* BEGIN Text *

Cell phones are ubiquitous these days, as are phone-based games and apps. These activities are colorful, fun, and addictive–if you have the money for an addiction, that is.

Most if not all cell phone games, as well as some apps such as Lumosity or adult coloring books, are free but have in-app purchases. The in-app purchases are usually tied to premium content or the ability to play the "full" game. For instance, in Jeopardy World Tour, you can play rounds for "free," as long as you have virtual cash. To increase virtual cash, you can wait more than 24 hours for your bank to build, or you can purchase virtual premium currency with actual money.

Even the best-intentioned game/app users end up engaging in microtransactions more than they mean to. In many online worlds, people who spend a lot of real money actually have a nickname; they’re called "whales." Whales or not, most players complain about microtransactions, but admit they don’t know an alternative.

Could there, or should there, be alternatives to microtransactions? If yes, what might those be? Are there currently apps or games that don’t depend on microtransactions, and if yes, what makes them successful? How are these games or apps able to "survive" without monetary microtransactions? Examine and discuss.


    Are Microtransactions Ruining Video Games?

    Ever since the meteoric rise of mobile gaming, microtransactions have plagued the world of modern video games. Games are being released with DLC content available from day 1, leaving many to consider such games incomplete upon release. DLC used to be used as a way of extending the playability of games after they have been out for a while. However, it is now being used as a cash grab for developers who sell game content separately. Is this trend leading to the downfall of video games? How long will players continue to shell out wads of extra cash to play a game that they already bought?

* END Text *

Aim 1 -
Do statements (a), (b), and (c) agree with the text on microtransactions? Answer yes or no for each and quote the words of the text that decide it.
(a) In Jeopardy World Tour, a player can increase virtual cash by waiting more than 24 hours for the bank to build.
(b) People who spend a lot of real money in online worlds are nicknamed "sharks."
(c) DLC was once used to extend the playability of games after they had been out for a while.

* BEGIN Stored data *

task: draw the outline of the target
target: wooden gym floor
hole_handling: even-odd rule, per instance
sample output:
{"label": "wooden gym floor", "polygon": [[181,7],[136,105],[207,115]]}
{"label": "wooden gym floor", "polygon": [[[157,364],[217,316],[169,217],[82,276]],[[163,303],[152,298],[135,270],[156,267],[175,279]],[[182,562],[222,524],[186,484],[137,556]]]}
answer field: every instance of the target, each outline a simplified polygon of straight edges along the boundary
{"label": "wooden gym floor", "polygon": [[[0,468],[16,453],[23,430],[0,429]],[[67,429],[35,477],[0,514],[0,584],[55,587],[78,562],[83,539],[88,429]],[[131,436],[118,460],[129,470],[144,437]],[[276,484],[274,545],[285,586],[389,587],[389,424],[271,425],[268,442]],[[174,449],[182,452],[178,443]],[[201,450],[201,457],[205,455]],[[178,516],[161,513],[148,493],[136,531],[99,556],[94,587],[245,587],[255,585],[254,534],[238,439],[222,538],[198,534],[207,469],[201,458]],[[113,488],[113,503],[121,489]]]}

* END Stored data *

Aim 2 -
Transcribe the whole saved data entries listing above line for line, with no changes.

Correct response 1 -
(a) Yes: "you can wait more than 24 hours for your bank to build"
(b) No: "they’re called "whales.""
(c) Yes: "DLC used to be used as a way of extending the playability of games after they have been out for a while."

Correct response 2 -
task: draw the outline of the target
target: wooden gym floor
hole_handling: even-odd rule, per instance
sample output:
{"label": "wooden gym floor", "polygon": [[181,7],[136,105],[207,115]]}
{"label": "wooden gym floor", "polygon": [[[157,364],[217,316],[169,217],[82,276]],[[163,303],[152,298],[135,270],[156,267],[175,279]],[[182,562],[222,524],[186,484],[137,556]]]}
answer field: every instance of the target, each outline a simplified polygon of straight edges along the boundary
{"label": "wooden gym floor", "polygon": [[[0,468],[16,453],[23,430],[0,429]],[[67,429],[35,477],[0,514],[0,584],[55,587],[78,562],[83,539],[88,429]],[[131,436],[118,460],[129,470],[144,437]],[[276,484],[274,545],[285,586],[389,587],[389,424],[271,425],[268,442]],[[174,449],[182,452],[178,443]],[[201,450],[201,457],[205,455]],[[178,516],[161,513],[148,493],[136,531],[99,556],[94,587],[245,587],[255,585],[254,534],[238,439],[222,538],[198,534],[207,469],[201,458]],[[113,488],[113,503],[121,489]]]}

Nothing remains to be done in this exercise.